YOUR INSTRUCTIONS ▸
Return each entry exactly, with none missing.

- - - -

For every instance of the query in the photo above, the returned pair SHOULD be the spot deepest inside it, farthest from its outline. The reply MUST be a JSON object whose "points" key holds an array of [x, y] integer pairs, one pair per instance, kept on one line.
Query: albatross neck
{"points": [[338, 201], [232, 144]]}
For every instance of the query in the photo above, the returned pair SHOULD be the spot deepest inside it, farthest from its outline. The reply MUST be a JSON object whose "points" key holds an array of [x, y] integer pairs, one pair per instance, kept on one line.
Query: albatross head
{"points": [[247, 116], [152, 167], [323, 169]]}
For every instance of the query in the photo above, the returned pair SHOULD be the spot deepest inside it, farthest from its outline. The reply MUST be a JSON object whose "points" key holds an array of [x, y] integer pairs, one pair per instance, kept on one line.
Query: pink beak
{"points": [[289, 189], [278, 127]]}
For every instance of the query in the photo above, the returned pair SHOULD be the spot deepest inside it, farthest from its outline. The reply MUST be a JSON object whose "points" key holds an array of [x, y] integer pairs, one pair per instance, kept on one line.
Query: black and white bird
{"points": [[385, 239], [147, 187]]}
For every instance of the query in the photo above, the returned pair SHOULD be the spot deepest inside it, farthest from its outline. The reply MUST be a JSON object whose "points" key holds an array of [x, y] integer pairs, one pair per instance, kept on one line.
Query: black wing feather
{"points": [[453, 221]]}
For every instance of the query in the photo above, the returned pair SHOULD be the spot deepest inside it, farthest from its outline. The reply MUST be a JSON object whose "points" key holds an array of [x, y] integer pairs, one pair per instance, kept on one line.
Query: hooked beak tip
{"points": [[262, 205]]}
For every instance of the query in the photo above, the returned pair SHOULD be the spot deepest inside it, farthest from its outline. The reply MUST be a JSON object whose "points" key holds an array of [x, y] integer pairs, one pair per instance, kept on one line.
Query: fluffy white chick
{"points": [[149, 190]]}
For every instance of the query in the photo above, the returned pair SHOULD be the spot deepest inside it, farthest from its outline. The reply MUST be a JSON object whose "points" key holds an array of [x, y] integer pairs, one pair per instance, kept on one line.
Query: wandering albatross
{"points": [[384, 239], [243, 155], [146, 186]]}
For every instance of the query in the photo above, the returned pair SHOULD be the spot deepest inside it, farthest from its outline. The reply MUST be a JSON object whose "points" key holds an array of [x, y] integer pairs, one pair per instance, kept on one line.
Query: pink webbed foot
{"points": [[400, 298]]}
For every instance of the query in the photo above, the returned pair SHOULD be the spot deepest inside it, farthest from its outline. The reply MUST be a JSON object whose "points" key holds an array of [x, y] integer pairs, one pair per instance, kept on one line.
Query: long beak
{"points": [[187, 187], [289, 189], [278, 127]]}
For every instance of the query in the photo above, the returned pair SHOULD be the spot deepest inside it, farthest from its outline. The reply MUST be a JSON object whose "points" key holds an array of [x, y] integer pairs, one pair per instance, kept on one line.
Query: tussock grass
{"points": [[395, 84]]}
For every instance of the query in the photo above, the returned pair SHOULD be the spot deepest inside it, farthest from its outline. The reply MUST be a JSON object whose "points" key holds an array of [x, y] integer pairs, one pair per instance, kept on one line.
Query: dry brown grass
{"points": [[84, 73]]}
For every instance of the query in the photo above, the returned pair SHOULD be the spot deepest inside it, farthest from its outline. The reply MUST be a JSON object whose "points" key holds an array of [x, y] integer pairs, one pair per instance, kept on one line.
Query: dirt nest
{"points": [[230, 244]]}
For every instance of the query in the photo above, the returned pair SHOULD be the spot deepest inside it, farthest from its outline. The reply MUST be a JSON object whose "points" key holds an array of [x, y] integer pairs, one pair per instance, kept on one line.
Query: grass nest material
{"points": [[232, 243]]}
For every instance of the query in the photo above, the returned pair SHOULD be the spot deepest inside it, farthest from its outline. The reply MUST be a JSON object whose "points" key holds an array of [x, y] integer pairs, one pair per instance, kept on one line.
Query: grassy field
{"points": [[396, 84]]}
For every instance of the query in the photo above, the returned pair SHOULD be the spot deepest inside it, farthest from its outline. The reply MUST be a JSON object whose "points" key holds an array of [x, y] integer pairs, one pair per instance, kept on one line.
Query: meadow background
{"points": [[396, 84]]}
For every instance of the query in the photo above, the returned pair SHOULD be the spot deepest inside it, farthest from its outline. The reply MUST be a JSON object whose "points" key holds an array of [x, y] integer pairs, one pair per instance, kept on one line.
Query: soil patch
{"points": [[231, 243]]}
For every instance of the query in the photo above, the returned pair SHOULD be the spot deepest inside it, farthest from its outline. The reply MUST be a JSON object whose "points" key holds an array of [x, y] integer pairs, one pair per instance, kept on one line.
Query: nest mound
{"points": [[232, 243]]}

- - - -

ANSWER BELOW ▸
For every instance of the query in the photo above, the returned pair SHOULD be the spot deepest inside it, farthest from its outline. The reply MUST be a JSON object whose "points" key holds an array of [x, y] integer pairs, one pair per instance, kept on one line.
Query: albatross neck
{"points": [[338, 201], [232, 144]]}
For every instance of the query in the photo above, the returned pair SHOULD be the spot deepest inside it, farthest from its outline. The reply MUST be a JSON object whose "points" key holds an array of [x, y] integer pairs, one pair per instance, kept on one line.
Query: albatross head
{"points": [[247, 116], [152, 167], [323, 169]]}
For every instance of the query in the photo above, the returned pair SHOULD be the spot deepest inside it, farthest from its outline. The reply MUST be a JSON object whose "points" key holds an array of [x, y] integer pairs, one pair per instance, kept on one line.
Query: pink beak
{"points": [[289, 189], [278, 127]]}
For every instance of the query in the photo above, the returned pair SHOULD be the spot deepest inside it, farthest from its outline. The reply MUST be a JSON object whose "points" key holds an array of [x, y] integer pairs, one pair per instance, kept on one line.
Query: black and white bird
{"points": [[385, 239], [147, 187]]}
For every instance of the query in the photo above, the returned pair SHOULD be the spot deepest inside it, farthest from its outline. The reply MUST be a JSON object whose "points" key holds an array of [x, y] integer pairs, one pair per instance, kept on one line.
Query: black wing feather
{"points": [[453, 221]]}
For every instance of the query in the photo above, the returned pair SHOULD be the spot deepest inside it, farthest from its outline. The reply MUST be a JSON object whose "points" key holds an array of [x, y] integer pairs, one pair per instance, kept on one line.
Query: hooked beak tip
{"points": [[262, 205]]}
For every instance of the query in the photo above, the returned pair SHOULD be the spot deepest inside it, farthest from its outline. The reply MUST be a JSON object whose "points" key holds an array of [x, y] integer pairs, one pair per instance, kept on one line.
Query: fluffy white chick
{"points": [[149, 190]]}
For every instance of the query in the photo above, the returned pair SHOULD be the spot deepest inside it, farthest from its outline. The reply MUST be a JSON object whose "points" key holds an array of [x, y] integer pairs, one pair per instance, kept on one line.
Query: wandering albatross
{"points": [[384, 239], [243, 155], [146, 186]]}
For every instance of the query in the photo above, the returned pair SHOULD be the spot deepest inside it, farthest from its outline. The reply MUST be a JSON object whose "points" key holds an array of [x, y] integer pairs, one pair per instance, kept on one line.
Query: pink webbed foot
{"points": [[400, 298]]}
For every instance of the query in the photo above, the returned pair SHOULD be the spot deepest inside it, farthest from its outline. The reply MUST be a JSON object whose "points" key holds an array of [x, y] integer pairs, one pair per instance, kept on one line.
Query: long beak
{"points": [[187, 187], [289, 189], [278, 127]]}
For every instance of the query in the photo above, the returned pair SHOULD be the spot deepest inside it, farthest from its outline. The reply MUST be a JSON object whose "points" key holds an array of [x, y] integer pairs, one pair per instance, kept on one line.
Query: tussock grass
{"points": [[395, 84]]}
For every instance of the query in the photo above, the returned pair SHOULD be the spot deepest inside it, farthest from its outline. The reply MUST be a JSON object whose "points" key holds an array of [x, y] integer pairs, one pair per instance, kept on one line.
Query: dry brown grass
{"points": [[84, 73]]}
For every instance of the query in the photo above, the returned pair SHOULD be the spot deepest inside it, farthest from its outline. The reply MUST be a JSON object whose "points" key holds an array of [x, y] integer pairs, one pair per instance, kept on one line.
Query: dirt nest
{"points": [[230, 244]]}
For every instance of the query in the photo above, the returned pair SHOULD be the spot deepest inside it, farthest from its outline. The reply MUST be a JSON object whose "points" key holds an array of [x, y] integer pairs, one pair per instance, kept on one line.
Query: grass nest material
{"points": [[232, 243]]}
For every instance of the query in the photo above, the returned pair SHOULD be the spot deepest inside it, farthest from its outline. The reply MUST be a JSON object whose "points" key holds an array of [x, y] integer pairs, one pair per instance, kept on one line.
Query: grassy field
{"points": [[396, 84]]}
For every instance of the query in the photo above, the returned pair SHOULD be the spot deepest inside it, farthest from its outline. The reply MUST be a JSON object whose "points" key holds an array of [x, y] integer pairs, one pair per instance, kept on one line.
Query: meadow background
{"points": [[396, 84]]}
For every instance of the query in the photo above, the returned pair SHOULD be the spot deepest inside it, farthest from its outline. The reply MUST be a JSON object whose "points" key holds an array of [x, y] integer pairs, one pair per instance, kept on one line.
Query: soil patch
{"points": [[231, 243]]}
For every instance of the query in the photo above, the returned pair SHOULD be the spot deepest inside it, farthest from its outline. The reply MUST be a JSON object whose "points" key holds an array of [x, y] integer pairs, one pair per instance, kept on one line.
Query: nest mound
{"points": [[232, 243]]}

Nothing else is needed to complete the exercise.